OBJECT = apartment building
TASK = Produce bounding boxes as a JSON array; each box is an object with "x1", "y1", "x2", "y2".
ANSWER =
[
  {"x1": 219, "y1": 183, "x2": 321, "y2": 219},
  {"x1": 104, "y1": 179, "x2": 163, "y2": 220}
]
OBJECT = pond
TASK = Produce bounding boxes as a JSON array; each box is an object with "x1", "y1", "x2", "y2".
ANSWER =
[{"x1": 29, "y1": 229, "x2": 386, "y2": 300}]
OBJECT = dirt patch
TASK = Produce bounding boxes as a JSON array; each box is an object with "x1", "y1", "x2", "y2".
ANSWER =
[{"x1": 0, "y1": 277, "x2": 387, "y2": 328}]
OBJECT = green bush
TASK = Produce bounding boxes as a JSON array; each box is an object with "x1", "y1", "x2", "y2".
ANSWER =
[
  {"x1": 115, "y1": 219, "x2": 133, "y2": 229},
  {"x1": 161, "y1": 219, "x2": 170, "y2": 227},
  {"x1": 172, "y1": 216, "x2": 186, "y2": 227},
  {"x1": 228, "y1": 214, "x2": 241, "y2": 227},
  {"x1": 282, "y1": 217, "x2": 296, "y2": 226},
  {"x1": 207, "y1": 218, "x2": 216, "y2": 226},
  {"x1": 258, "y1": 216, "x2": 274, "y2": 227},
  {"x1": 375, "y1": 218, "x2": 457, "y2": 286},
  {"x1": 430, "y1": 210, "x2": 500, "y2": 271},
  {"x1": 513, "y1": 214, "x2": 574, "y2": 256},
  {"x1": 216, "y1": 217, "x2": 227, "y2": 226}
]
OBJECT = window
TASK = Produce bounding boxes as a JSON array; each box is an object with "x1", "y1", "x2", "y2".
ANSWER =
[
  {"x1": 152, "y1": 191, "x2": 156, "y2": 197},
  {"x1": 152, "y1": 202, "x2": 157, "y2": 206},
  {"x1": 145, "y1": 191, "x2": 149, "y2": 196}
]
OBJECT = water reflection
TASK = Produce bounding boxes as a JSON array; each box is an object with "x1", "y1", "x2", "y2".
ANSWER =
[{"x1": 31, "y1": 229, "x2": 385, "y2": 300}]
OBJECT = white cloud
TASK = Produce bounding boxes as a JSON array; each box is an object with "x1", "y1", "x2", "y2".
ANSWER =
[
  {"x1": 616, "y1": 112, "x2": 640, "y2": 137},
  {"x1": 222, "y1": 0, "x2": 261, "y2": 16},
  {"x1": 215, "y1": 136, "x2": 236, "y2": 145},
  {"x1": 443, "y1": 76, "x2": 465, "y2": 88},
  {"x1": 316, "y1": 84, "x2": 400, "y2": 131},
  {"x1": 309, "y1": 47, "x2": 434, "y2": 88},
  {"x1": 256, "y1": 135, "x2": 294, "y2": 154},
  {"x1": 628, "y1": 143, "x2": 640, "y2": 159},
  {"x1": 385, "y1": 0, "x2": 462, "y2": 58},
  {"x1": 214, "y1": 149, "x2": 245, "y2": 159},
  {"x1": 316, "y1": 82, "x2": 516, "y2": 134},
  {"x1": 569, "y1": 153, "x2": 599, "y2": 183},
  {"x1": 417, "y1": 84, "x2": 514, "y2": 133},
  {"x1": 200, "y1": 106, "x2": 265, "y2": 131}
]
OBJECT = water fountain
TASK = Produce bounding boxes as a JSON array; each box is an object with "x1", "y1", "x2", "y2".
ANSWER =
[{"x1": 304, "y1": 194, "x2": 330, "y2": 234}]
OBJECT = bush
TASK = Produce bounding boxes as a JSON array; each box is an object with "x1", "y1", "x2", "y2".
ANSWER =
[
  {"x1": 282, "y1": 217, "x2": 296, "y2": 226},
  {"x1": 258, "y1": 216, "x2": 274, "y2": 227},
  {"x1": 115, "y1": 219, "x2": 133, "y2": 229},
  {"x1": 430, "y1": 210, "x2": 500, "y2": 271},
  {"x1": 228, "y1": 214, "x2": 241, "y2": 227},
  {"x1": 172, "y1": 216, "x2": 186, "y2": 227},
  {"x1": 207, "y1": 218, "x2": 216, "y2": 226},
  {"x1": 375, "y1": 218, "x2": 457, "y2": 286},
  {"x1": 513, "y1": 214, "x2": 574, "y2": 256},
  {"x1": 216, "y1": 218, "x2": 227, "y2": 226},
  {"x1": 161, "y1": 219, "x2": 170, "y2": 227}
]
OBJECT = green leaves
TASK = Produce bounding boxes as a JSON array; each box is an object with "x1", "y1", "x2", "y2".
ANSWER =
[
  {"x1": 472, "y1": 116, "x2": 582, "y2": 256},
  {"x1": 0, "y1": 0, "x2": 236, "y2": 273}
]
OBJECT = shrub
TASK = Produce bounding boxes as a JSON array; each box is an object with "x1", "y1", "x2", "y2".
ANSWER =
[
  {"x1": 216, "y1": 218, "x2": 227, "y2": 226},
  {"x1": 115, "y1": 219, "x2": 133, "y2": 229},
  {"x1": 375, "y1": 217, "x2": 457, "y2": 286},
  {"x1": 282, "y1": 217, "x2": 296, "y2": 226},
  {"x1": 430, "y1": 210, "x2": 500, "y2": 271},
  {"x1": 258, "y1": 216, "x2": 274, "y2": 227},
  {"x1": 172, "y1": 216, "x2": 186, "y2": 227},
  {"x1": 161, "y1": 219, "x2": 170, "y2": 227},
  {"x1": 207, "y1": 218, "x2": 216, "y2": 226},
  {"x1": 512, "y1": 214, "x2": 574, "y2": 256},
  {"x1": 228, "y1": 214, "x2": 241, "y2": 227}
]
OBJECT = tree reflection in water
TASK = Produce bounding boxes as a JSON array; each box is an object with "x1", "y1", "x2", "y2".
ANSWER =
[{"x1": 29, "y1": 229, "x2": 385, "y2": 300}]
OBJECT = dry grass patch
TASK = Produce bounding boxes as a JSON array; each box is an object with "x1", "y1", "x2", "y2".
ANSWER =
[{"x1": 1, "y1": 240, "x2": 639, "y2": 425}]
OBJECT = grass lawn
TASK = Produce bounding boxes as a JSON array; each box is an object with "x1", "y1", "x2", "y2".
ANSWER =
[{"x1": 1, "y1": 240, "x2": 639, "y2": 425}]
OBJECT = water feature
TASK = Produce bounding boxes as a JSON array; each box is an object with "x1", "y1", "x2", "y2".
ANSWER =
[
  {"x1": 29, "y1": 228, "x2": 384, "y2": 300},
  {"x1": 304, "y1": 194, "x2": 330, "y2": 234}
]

☆ ☆ ☆

*Problem to solve*:
Start to finish, output the whole listing exactly.

*Written solution*:
OBJECT = apartment building
TASK = Produce bounding boxes as a JSON array; each box is an object with "x1", "y1", "x2", "y2".
ANSWER =
[
  {"x1": 219, "y1": 183, "x2": 321, "y2": 219},
  {"x1": 104, "y1": 179, "x2": 163, "y2": 220}
]
OBJECT = pond
TASK = Produce bounding boxes as a JSON array; each box is an object with "x1", "y1", "x2", "y2".
ANSWER =
[{"x1": 29, "y1": 229, "x2": 386, "y2": 300}]
OBJECT = dirt patch
TASK = Produce bounding boxes as a JSON array; each box is an object with "x1", "y1", "x2", "y2".
ANSWER =
[{"x1": 0, "y1": 277, "x2": 387, "y2": 328}]
OBJECT = green bush
TASK = Produce bounding boxes as a JSON array; each box is an object with "x1", "y1", "x2", "y2".
ANSWER =
[
  {"x1": 115, "y1": 219, "x2": 133, "y2": 229},
  {"x1": 161, "y1": 219, "x2": 170, "y2": 227},
  {"x1": 172, "y1": 216, "x2": 186, "y2": 227},
  {"x1": 228, "y1": 214, "x2": 241, "y2": 227},
  {"x1": 282, "y1": 217, "x2": 296, "y2": 226},
  {"x1": 207, "y1": 218, "x2": 216, "y2": 226},
  {"x1": 258, "y1": 216, "x2": 274, "y2": 227},
  {"x1": 375, "y1": 218, "x2": 457, "y2": 286},
  {"x1": 430, "y1": 210, "x2": 500, "y2": 271},
  {"x1": 513, "y1": 214, "x2": 574, "y2": 256},
  {"x1": 216, "y1": 217, "x2": 227, "y2": 226}
]
OBJECT = window
TASK = Produce bounding boxes as a JSON array; each box is an object with "x1", "y1", "x2", "y2".
ANSWER =
[
  {"x1": 152, "y1": 191, "x2": 156, "y2": 197},
  {"x1": 152, "y1": 202, "x2": 157, "y2": 206},
  {"x1": 145, "y1": 191, "x2": 149, "y2": 196}
]
OBJECT = water reflection
TASK = Produce bounding boxes as a JSON array; each box is an object with "x1", "y1", "x2", "y2".
ANSWER =
[{"x1": 31, "y1": 229, "x2": 385, "y2": 300}]
OBJECT = white cloud
TASK = Produce bounding boxes as a JSON array; each box is an object with "x1", "y1", "x2", "y2".
ANSWER =
[
  {"x1": 616, "y1": 112, "x2": 640, "y2": 137},
  {"x1": 222, "y1": 0, "x2": 261, "y2": 16},
  {"x1": 215, "y1": 136, "x2": 236, "y2": 145},
  {"x1": 443, "y1": 76, "x2": 465, "y2": 88},
  {"x1": 316, "y1": 84, "x2": 400, "y2": 131},
  {"x1": 309, "y1": 47, "x2": 434, "y2": 88},
  {"x1": 256, "y1": 135, "x2": 294, "y2": 154},
  {"x1": 628, "y1": 143, "x2": 640, "y2": 159},
  {"x1": 385, "y1": 0, "x2": 462, "y2": 58},
  {"x1": 214, "y1": 149, "x2": 245, "y2": 159},
  {"x1": 316, "y1": 82, "x2": 516, "y2": 134},
  {"x1": 569, "y1": 153, "x2": 599, "y2": 183},
  {"x1": 417, "y1": 84, "x2": 514, "y2": 133},
  {"x1": 200, "y1": 106, "x2": 265, "y2": 131}
]
OBJECT = water fountain
TASK = Produce bounding boxes as a JSON array; each box is an object with "x1", "y1", "x2", "y2".
ANSWER =
[{"x1": 304, "y1": 194, "x2": 330, "y2": 234}]
OBJECT = bush
TASK = Produce bounding boxes as a JSON array; each box is an object with "x1", "y1", "x2", "y2".
ANSWER =
[
  {"x1": 282, "y1": 217, "x2": 296, "y2": 226},
  {"x1": 258, "y1": 216, "x2": 274, "y2": 227},
  {"x1": 115, "y1": 219, "x2": 133, "y2": 229},
  {"x1": 430, "y1": 210, "x2": 500, "y2": 271},
  {"x1": 228, "y1": 214, "x2": 241, "y2": 227},
  {"x1": 172, "y1": 216, "x2": 186, "y2": 227},
  {"x1": 207, "y1": 218, "x2": 216, "y2": 226},
  {"x1": 375, "y1": 218, "x2": 457, "y2": 286},
  {"x1": 513, "y1": 214, "x2": 574, "y2": 256},
  {"x1": 216, "y1": 218, "x2": 227, "y2": 226},
  {"x1": 161, "y1": 219, "x2": 170, "y2": 227}
]
OBJECT = green leaves
TASK = Produce bounding boxes as a JSON array; each box is an object with "x1", "y1", "x2", "y2".
ANSWER =
[
  {"x1": 472, "y1": 116, "x2": 582, "y2": 256},
  {"x1": 0, "y1": 0, "x2": 236, "y2": 273}
]
OBJECT = shrub
TASK = Produce bounding boxes as a JSON array; each box is an object with "x1", "y1", "x2", "y2".
ANSWER =
[
  {"x1": 216, "y1": 218, "x2": 227, "y2": 226},
  {"x1": 115, "y1": 219, "x2": 133, "y2": 229},
  {"x1": 375, "y1": 217, "x2": 457, "y2": 286},
  {"x1": 282, "y1": 217, "x2": 296, "y2": 226},
  {"x1": 430, "y1": 210, "x2": 500, "y2": 271},
  {"x1": 258, "y1": 216, "x2": 274, "y2": 227},
  {"x1": 172, "y1": 216, "x2": 186, "y2": 227},
  {"x1": 161, "y1": 219, "x2": 170, "y2": 227},
  {"x1": 207, "y1": 218, "x2": 216, "y2": 226},
  {"x1": 512, "y1": 214, "x2": 574, "y2": 256},
  {"x1": 228, "y1": 214, "x2": 241, "y2": 227}
]
OBJECT = tree reflection in water
TASK = Produce bounding boxes as a JSON array; each box is an object with "x1", "y1", "x2", "y2".
ANSWER =
[{"x1": 29, "y1": 229, "x2": 385, "y2": 300}]
OBJECT = dry grass patch
TASK = Produce bounding boxes as a JSON array; each box is an object with "x1", "y1", "x2", "y2".
ANSWER =
[{"x1": 1, "y1": 240, "x2": 639, "y2": 425}]
OBJECT = grass lawn
TASK = Produce bounding boxes as a JSON array; each box is an object with "x1", "y1", "x2", "y2".
ANSWER =
[{"x1": 1, "y1": 240, "x2": 639, "y2": 425}]
OBJECT = water feature
TASK = Produce bounding boxes as a JSON array; each box is an object with "x1", "y1", "x2", "y2".
ANSWER =
[
  {"x1": 29, "y1": 228, "x2": 384, "y2": 300},
  {"x1": 304, "y1": 194, "x2": 330, "y2": 234}
]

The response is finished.